— Task objective —
Whatever the listing holds, output it without alteration.

— Source material —
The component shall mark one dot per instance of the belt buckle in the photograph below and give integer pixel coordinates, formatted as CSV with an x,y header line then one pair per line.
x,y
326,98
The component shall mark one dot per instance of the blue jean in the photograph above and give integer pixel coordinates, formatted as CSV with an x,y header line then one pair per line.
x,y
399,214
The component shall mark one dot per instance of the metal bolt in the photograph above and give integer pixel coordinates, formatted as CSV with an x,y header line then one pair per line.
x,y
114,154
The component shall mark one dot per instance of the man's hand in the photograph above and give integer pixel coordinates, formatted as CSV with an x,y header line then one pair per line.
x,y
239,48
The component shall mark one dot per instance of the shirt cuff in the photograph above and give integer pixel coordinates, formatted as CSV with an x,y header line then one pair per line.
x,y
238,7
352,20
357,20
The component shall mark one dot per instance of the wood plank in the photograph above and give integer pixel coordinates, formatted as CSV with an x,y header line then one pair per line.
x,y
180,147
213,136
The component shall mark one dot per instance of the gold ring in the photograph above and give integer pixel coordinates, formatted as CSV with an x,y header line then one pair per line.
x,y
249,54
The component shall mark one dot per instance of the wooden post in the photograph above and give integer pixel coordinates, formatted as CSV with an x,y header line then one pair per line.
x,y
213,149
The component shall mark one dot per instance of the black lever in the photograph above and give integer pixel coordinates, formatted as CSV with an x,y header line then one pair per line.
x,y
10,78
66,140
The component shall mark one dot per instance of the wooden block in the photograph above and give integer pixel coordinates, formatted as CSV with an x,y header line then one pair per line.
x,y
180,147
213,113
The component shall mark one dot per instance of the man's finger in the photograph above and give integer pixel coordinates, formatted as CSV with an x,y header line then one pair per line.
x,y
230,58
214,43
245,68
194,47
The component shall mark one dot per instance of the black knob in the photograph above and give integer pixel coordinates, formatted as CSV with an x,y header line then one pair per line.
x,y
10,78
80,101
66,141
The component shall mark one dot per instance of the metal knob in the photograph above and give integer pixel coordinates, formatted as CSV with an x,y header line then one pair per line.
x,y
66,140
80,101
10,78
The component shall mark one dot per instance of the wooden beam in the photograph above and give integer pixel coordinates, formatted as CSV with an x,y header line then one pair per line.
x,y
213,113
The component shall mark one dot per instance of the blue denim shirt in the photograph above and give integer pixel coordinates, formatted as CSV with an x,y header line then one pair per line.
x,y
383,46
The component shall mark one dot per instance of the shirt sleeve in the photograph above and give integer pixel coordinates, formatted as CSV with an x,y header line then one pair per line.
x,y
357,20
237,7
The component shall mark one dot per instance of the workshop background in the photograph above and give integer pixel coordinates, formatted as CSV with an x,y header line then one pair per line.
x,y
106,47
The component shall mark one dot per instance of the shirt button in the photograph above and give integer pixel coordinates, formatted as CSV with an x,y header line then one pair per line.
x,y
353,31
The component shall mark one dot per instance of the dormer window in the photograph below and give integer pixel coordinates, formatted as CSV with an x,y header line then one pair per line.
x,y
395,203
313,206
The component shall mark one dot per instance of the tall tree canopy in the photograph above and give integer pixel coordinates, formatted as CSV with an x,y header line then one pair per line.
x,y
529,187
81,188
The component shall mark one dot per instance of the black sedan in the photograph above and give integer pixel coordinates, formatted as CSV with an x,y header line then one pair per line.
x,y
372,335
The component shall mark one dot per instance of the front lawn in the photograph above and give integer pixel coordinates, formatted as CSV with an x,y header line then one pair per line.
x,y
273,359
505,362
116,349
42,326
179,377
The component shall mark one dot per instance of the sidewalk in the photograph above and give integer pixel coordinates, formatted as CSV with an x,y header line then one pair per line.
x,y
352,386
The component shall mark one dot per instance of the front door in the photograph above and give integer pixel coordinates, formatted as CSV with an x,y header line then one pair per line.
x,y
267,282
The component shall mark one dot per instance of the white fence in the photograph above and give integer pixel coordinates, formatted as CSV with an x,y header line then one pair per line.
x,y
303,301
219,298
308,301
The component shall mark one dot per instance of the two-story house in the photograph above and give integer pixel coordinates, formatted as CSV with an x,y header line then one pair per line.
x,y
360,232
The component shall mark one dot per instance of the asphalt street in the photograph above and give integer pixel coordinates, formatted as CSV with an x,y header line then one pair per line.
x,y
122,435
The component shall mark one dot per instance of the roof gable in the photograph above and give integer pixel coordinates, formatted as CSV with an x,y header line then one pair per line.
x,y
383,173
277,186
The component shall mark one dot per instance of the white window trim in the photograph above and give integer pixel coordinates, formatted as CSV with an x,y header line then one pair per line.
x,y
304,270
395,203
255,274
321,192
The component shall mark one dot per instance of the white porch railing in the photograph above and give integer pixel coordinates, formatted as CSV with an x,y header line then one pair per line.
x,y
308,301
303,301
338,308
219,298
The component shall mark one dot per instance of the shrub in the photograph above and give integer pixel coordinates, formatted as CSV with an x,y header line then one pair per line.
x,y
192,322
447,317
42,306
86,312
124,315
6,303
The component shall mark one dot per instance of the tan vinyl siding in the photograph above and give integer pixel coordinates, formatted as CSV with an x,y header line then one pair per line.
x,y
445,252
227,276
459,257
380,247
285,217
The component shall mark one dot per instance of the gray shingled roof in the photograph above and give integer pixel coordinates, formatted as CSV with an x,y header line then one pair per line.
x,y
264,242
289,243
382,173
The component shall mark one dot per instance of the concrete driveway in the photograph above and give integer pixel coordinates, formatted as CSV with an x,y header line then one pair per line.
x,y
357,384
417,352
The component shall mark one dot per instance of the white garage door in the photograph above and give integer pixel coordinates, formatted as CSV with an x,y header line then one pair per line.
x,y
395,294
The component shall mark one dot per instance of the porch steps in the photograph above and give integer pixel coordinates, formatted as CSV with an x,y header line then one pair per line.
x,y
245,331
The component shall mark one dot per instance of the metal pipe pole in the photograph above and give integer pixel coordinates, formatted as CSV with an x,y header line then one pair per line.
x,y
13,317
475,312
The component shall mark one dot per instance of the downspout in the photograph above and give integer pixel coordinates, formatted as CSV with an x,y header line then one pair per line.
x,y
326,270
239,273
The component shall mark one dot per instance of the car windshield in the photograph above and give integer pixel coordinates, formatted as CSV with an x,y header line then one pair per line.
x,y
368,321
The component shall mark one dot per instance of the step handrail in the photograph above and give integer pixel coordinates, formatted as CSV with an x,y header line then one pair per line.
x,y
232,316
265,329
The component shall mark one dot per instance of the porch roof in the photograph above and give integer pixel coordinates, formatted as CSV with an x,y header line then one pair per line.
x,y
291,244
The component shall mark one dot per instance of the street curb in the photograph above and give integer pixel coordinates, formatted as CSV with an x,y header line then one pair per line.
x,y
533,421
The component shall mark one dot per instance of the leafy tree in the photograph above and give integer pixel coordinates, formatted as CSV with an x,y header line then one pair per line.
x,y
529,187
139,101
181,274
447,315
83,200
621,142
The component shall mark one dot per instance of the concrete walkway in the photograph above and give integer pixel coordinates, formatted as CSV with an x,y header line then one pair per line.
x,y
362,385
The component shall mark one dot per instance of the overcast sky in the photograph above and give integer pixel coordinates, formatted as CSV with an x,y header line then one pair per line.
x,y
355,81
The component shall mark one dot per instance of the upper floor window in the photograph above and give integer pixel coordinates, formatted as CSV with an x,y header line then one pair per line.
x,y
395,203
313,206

— Reply to the exercise —
The component shall mark one dot per instance of the belt buckle in the photograph below and give integer pixel coordinates, formatted as CSV with an x,y header line then one pair per line.
x,y
326,98
The component shall mark one dot per instance of the blue jean in the photograph above and give integer pixel coordinates, formatted as CSV with an x,y header line then one pair per line.
x,y
399,214
The component shall mark one dot per instance of the metal bolt in the photograph above and give integer pixel coordinates, formatted as CSV with an x,y header line then one pair per line.
x,y
114,154
The component shall mark one dot per instance of the man's hand in the photograph above and give integer pixel coordinates, formatted as CSV with an x,y header line then one pair per line.
x,y
239,48
The component shall mark one dot per instance of the shirt cuff in the photograph above and give integer pixel coordinates, formatted as CSV with an x,y header line then one pair per line.
x,y
238,7
352,20
357,20
The component shall mark one dot per instance of the wood plank in the photograph above and give integer pixel coordinates, formatted as CSV with an x,y header line then one pair per line.
x,y
180,147
213,136
The component shall mark one dot per instance of the gold ring in the photograph above and give integer pixel coordinates, formatted as CSV with an x,y header line then one pair per line.
x,y
249,54
The component shall mark one dot per instance of the wooden post in the photograph above and give integer pixel coordinates, formatted as CSV with an x,y header line then one pair per line.
x,y
213,149
The component shall mark one dot per instance of the black lever in the photograph above and give integer pixel coordinates, formatted as CSV with an x,y header line then one pair per line.
x,y
10,78
66,140
The component shall mark one dot per instance of the wooden block in the photograph above and give integer pixel coordinates, formatted as CSV with an x,y header line then one pair per line.
x,y
180,147
213,113
The component shall mark one dot per instance of the man's finger in the photograph above and give integer pixel coordinates, formatted as CSV with an x,y header line then one pair per line.
x,y
230,58
214,43
245,68
194,47
The component shall mark one dot per instance of the black knob in the photograph above and give integer pixel coordinates, formatted as CSV with an x,y header line then one pair per line.
x,y
10,78
80,101
66,141
The component shall mark one dot per instance of the metal knob in the photograph above and give integer pixel coordinates, formatted as CSV with an x,y header line then one pair per line.
x,y
66,140
80,101
10,78
The component shall mark one dot per instance of the wooden beam in the photograph above and give integer pixel coordinates, formatted as CSV with an x,y header line then one pair per line.
x,y
213,113
The component shall mark one dot per instance of the blue denim shirt in the photograph above and give integer pixel coordinates, formatted as CSV with an x,y header line then one pair per line.
x,y
383,46
The component shall mark one dot per instance of the shirt sleeve in the photograph above and give integer pixel coordinates, formatted as CSV with an x,y header line then one pair per line.
x,y
357,20
237,7
The component shall mark one dot per instance of the workshop background in the photograph above and give integer pixel coordinates, formatted as CSV with an x,y header line then one pair per line.
x,y
106,47
The component shall mark one dot per instance of the shirt button in the photograph above and give integer pixel coordinates, formatted as CSV with an x,y header line then one pair per line.
x,y
353,31
The component shall mark one dot per instance of the dormer window in the photograph below and give integer pixel coordinates, formatted as CSV with an x,y header line then one pair per line.
x,y
395,203
313,206
The component shall mark one dot per instance of the tall tree canopy in the photograph above and give integer pixel coordinates, formatted as CSV with an x,y header line then one pair per line.
x,y
529,187
81,188
The component shall mark one dot per instance of the black sedan in the photograph above and give integer pixel coordinates, formatted as CSV with an x,y header line then one pair per line.
x,y
372,335
The component shall mark one dot per instance of the front lawn in the photograph above and give integer pixel coordinates, formatted as CSV with an x,y header line then one pair per line.
x,y
273,359
505,362
116,349
42,326
179,377
The component shall mark one dot per instance of the sidewalk in the photograph above and give integer pixel coordinates, formatted as CSV with an x,y header line then one pair per line.
x,y
352,386
The component shall mark one dot per instance of the front door in the photograph above and give integer pixel coordinates, formatted as CSV with an x,y header line then one pair per line.
x,y
267,282
The component shall mark one dot per instance of the white fence in the photograph above and give integer pixel coordinates, formatted as CSV with an x,y header line then one pair per line.
x,y
303,301
219,298
308,301
The component shall mark one dot per instance of the two-story house in the photograph above and give integer pixel coordinates, formatted as CSV with an x,y header line then one pair per line.
x,y
360,232
The component shall mark one dot per instance of the asphalt street in the photograph above and give integer pixel coordinates, formatted as CSV with an x,y header line then one pair per line.
x,y
122,435
The component shall mark one dot per instance of the roof gable in the photograph above and give integer pixel coordinates, formatted as CSV with an x,y header line then one pair per line.
x,y
383,173
277,186
The component shall mark one dot per instance of the white window trim in the photograph above and give integer pixel coordinates, formatted as CSV with an x,y header line then one pair per line.
x,y
304,270
395,203
255,274
321,192
The component shall mark one dot per instance of the white porch railing in the photograph above and give integer pixel coordinates, formatted as CSV with an x,y header line then one pair per line.
x,y
308,301
303,301
338,308
219,298
The component shall mark one dot per instance of the shrub in the photograph above and give integer pixel coordinates, formatted as CSV with an x,y header line then one pair per line.
x,y
192,322
447,317
42,306
86,312
124,315
6,303
The component shall mark one dot per instance of the tan vinyl siding in the photograph above and give integer pixel coordinates, formatted as CSV with an x,y header line then one pair per line.
x,y
445,252
227,276
459,257
380,247
285,217
The component shall mark one dot per instance of the gray shingled roof in the photograph above and give integer pixel coordinates, formatted as CSV with an x,y header line then one pair per line.
x,y
264,242
289,243
382,173
The component shall mark one dot per instance of the concrete driveway in the photograph above and give integer pixel coordinates, formatted as CSV with an x,y header line then one pair per line.
x,y
357,384
417,352
The component shall mark one dot per instance of the white garage door in the photograph above and give integer pixel coordinates, formatted as CSV with an x,y header line then one pair per line.
x,y
395,294
The component shall mark one dot per instance of the porch steps in the photograph above and give integer pixel coordinates, formatted as CSV with an x,y header line then one pair per line.
x,y
245,331
The component shall mark one dot per instance of the metal pipe pole in the photograph above and give integer pixel coordinates, formatted as CSV with an x,y header line then one pair per line.
x,y
13,317
475,312
The component shall mark one dot per instance of the downspout in the photograph above and give integer pixel coordinates, formatted as CSV with an x,y header line then one pair per line.
x,y
326,270
239,273
The component shall mark one dot per instance of the car windshield in the photograph above and give integer pixel coordinates, formatted as CSV with an x,y header line then one pair per line.
x,y
368,321
The component shall mark one dot per instance of the step handrail in the photograph above and give integer pixel coordinates, formatted as CSV with an x,y header line then one pair per line.
x,y
232,316
265,329
The component shall mark one dot per instance of the porch roof in the photograph above and give integer pixel coordinates, formatted as CSV with an x,y header line then one pair per line.
x,y
291,244
The component shall mark one dot per instance of the street curb in the photograph above and give integer pixel coordinates, formatted as CSV with an x,y header line then one pair per line.
x,y
533,421
The component shall mark one dot per instance of the leafy tree in the photograph above and give integer pixel coordinates, formatted as CSV with an x,y header line then one pair per line.
x,y
529,187
139,101
181,274
447,315
83,200
621,142
The component shall mark one dot per instance of the concrete walkway in the photograph above and give integer pixel coordinates, formatted as CSV with an x,y header line then one pair per line.
x,y
362,385
The component shall mark one dot per instance of the overcast sky in the photograph above and give integer pixel coordinates, formatted as CSV with an x,y header line then one pair per line.
x,y
355,81
The component shall mark one dot per instance of the upper floor window in the photograph above and give integer pixel coordinates, formatted as CSV with an x,y header line then one pair per line.
x,y
395,203
313,206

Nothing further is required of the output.